Abstract:
There is disclosed herein an electronic flash system which obviates the need for the typical large capacity main capacitor as the power source for the flashtube. The system includes a conventional flashtube, trigger circuit for ionizing the flashtube and control circuit for turning on and off an electronic switching element which applies the main operating power to the flashtube. The ignition circuit for the flashtube uses a relatively small capacitor which is charged to a high voltage level for first igniting the flashtube and causing it to commence emission of light. Once ignited, a medium voltage power supply supplies the necessary current level for the required length of time to continue the production of the flash of light. The system also enables the use of a relatively small electronic switch as well as a relatively small voltage converter for charging the ignition capacitor.

Description:
The present invention relates to electronic flash systems and more particularly to an electronic flash system employing a much smaller supply capacitor than that conventionally used. 
     BACKGROUND OF THE INVENTION 
     Electronic photoflash systems and units for amateur and professional photography have become increasingly popular in recent years. A number of the early flash units required a separate power supply package, and when a photograph was being taken the flash unit emitted a given uncontrollable amount of light. The power supply typically employed a DC battery pack, a DC-to-DC converter, and a large capacitor which was charged by the battery and converter. Later automatic electronic flash units were developed based on the subject matter of Edgerton U.S. Pat. No. 3,033,988. Such units also employed a relatively large main capacitor, along with a compact DC battery source and converter for charging the capacitor. Automatic control of the light output was provided through the use of a light sensor circuit which detected when sufficient light had been received at the subject being photographed, and controlled a quench tube connected in parallel with the flashtube. With this arrangement, when sufficient light had been received, the remaining energy in the main storage capacitor was shunted past the flashtube thereby causing the flashtube to cease emitting light.

- _Stated goal a_
Copy out the whole flash system patent text word for word.
The flash system patent text and the rows are unrelated to each other.

- _Data lines_
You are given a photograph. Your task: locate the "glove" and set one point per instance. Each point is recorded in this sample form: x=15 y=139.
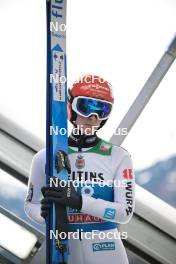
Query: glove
x=65 y=196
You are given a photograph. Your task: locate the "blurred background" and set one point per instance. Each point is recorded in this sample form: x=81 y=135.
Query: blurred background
x=121 y=41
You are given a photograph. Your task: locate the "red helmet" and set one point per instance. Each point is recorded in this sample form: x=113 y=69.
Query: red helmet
x=89 y=86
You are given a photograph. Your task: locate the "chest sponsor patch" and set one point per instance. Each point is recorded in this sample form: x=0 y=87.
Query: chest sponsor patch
x=80 y=162
x=103 y=246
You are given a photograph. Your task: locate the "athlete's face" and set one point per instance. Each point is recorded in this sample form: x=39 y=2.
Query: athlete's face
x=88 y=124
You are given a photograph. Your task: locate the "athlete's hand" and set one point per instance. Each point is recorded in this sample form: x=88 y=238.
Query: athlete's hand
x=66 y=196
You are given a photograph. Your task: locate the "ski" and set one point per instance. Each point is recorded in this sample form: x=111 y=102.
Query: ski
x=146 y=92
x=56 y=126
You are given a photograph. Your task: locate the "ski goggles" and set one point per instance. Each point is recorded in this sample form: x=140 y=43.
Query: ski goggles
x=87 y=106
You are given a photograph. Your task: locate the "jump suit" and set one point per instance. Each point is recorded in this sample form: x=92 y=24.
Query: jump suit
x=105 y=178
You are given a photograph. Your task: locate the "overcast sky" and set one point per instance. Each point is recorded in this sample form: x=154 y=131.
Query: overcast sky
x=119 y=40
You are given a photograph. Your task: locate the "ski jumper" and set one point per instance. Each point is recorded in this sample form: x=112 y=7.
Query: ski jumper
x=107 y=184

- _Stated goal b_
Turn everything in the rows from the line containing "form: x=154 y=131." down to the final row, both ends included, into a JSON list of strings with one string per line and blank lines left out. Give only that list.

- _Reply a_
Abstract:
There is disclosed herein an electronic flash system which obviates the need for the typical large capacity main capacitor as the power source for the flashtube. The system includes a conventional flashtube, trigger circuit for ionizing the flashtube and control circuit for turning on and off an electronic switching element which applies the main operating power to the flashtube. The ignition circuit for the flashtube uses a relatively small capacitor which is charged to a high voltage level for first igniting the flashtube and causing it to commence emission of light. Once ignited, a medium voltage power supply supplies the necessary current level for the required length of time to continue the production of the flash of light. The system also enables the use of a relatively small electronic switch as well as a relatively small voltage converter for charging the ignition capacitor.

Description:
The present invention relates to electronic flash systems and more particularly to an electronic flash system employing a much smaller supply capacitor than that conventionally used. 
     BACKGROUND OF THE INVENTION 
     Electronic photoflash systems and units for amateur and professional photography have become increasingly popular in recent years. A number of the early flash units required a separate power supply package, and when a photograph was being taken the flash unit emitted a given uncontrollable amount of light. The power supply typically employed a DC battery pack, a DC-to-DC converter, and a large capacitor which was charged by the battery and converter. Later automatic electronic flash units were developed based on the subject matter of Edgerton U.S. Pat. No. 3,033,988. Such units also employed a relatively large main capacitor, along with a compact DC battery source and converter for charging the capacitor. Automatic control of the light output was provided through the use of a light sensor circuit which detected when sufficient light had been received at the subject being photographed, and controlled a quench tube connected in parallel with the flashtube. With this arrangement, when sufficient light had been received, the remaining energy in the main storage capacitor was shunted past the flashtube thereby causing the flashtube to cease emitting light.

- _Reply b_
[
  "You are given a photograph. Your task: locate the \"overcast sky\" and set one point per instance. Each point is recorded in this sample form: x=154 y=131.",
  "Query: overcast sky",
  "x=119 y=40",
  "You are given a photograph. Your task: locate the \"ski jumper\" and set one point per instance. Each point is recorded in this sample form: x=112 y=7.",
  "Query: ski jumper",
  "x=107 y=184"
]